**Requirements**. Beneath this sentence is a set of records; write each of them out exactly.

**Point placement records**.
++++++

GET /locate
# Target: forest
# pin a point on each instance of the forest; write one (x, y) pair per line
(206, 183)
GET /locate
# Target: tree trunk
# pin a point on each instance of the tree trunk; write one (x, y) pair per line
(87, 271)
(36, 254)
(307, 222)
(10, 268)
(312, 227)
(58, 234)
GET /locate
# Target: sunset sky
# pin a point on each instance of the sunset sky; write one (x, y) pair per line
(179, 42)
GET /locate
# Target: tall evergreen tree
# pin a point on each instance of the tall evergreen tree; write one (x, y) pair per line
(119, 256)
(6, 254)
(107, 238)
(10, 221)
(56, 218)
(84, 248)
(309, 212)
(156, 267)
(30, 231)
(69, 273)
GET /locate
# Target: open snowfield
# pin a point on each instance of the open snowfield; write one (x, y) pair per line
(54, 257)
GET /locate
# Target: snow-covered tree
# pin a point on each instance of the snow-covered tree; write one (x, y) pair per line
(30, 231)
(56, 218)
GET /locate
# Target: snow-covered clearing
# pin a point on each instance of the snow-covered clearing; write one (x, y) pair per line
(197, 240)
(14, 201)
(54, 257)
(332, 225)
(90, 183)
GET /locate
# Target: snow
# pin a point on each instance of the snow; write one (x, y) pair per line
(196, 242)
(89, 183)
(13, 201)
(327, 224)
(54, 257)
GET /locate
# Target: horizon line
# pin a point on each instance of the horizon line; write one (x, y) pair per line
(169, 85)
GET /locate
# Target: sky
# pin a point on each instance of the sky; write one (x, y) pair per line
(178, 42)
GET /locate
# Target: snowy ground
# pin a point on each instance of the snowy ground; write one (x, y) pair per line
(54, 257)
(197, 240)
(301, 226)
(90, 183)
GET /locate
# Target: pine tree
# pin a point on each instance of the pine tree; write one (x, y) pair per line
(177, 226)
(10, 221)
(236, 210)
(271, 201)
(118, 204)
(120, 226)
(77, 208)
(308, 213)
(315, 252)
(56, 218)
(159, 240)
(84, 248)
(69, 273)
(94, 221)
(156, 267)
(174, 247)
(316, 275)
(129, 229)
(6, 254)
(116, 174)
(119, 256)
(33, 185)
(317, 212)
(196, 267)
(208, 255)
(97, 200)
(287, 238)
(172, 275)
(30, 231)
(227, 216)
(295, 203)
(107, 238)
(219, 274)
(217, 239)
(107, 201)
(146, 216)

++++++

**Answer to the task**.
GET /locate
# Target: forest
# pin a point on each instance of the forest; write one (x, y) pair per line
(206, 183)
GET /locate
# Target: tree trunk
# pin a point on each instance of the tree trunk; write one (x, y) pair per line
(87, 271)
(36, 254)
(307, 222)
(10, 268)
(312, 227)
(58, 234)
GET /locate
# Target: sunset sky
# pin a point on each instance of the sunset sky; write one (x, y) pair per line
(179, 42)
GET /locate
# Target: tall evergreen tree
# pin a point on each instance of the tall evergreen tree; write one (x, y) pair per line
(119, 256)
(6, 254)
(107, 238)
(10, 221)
(56, 218)
(84, 248)
(309, 212)
(156, 267)
(30, 231)
(69, 273)
GET /locate
# Target: open snowfield
# pin a point on each instance of the open snowfield; write one (x, y) pair per line
(54, 257)
GET /locate
# Target: snow-covered tree
# pin a point on each instance of the snow-covered tree; write one (x, y) pair per line
(30, 231)
(56, 218)
GET /locate
# Target: snow-covered clearing
# pin a point on each instance of the snow-covered clearing; write one (x, y) pair per line
(197, 240)
(14, 201)
(54, 257)
(332, 225)
(90, 183)
GET /locate
# Target: snow
# pin a point on each instance of the snow; write one (x, y) pair per line
(196, 242)
(89, 183)
(13, 201)
(327, 224)
(54, 257)
GET /locate
# Target: horizon line
# pin a point on each instance of the horizon line; write one (x, y) pair per line
(169, 85)
GET /locate
# Target: sky
# pin a point on each instance of the sky; write one (x, y) pair per line
(178, 42)
GET /locate
# Target: snowy ground
# pin a point on each instance of the snowy ground; write one (x, y) pair per line
(54, 257)
(197, 240)
(301, 226)
(90, 183)
GET /locate
# Target: pine tree
# pin a point on each instance of the pine tree; write one (x, y) pair per line
(177, 226)
(10, 221)
(236, 210)
(271, 201)
(118, 204)
(120, 226)
(77, 208)
(308, 213)
(315, 252)
(56, 218)
(159, 240)
(84, 248)
(69, 273)
(94, 221)
(156, 267)
(174, 247)
(316, 275)
(129, 229)
(6, 254)
(116, 174)
(119, 256)
(33, 185)
(317, 212)
(196, 267)
(208, 255)
(97, 200)
(287, 238)
(172, 275)
(30, 231)
(227, 216)
(295, 203)
(107, 238)
(219, 274)
(217, 239)
(107, 201)
(146, 216)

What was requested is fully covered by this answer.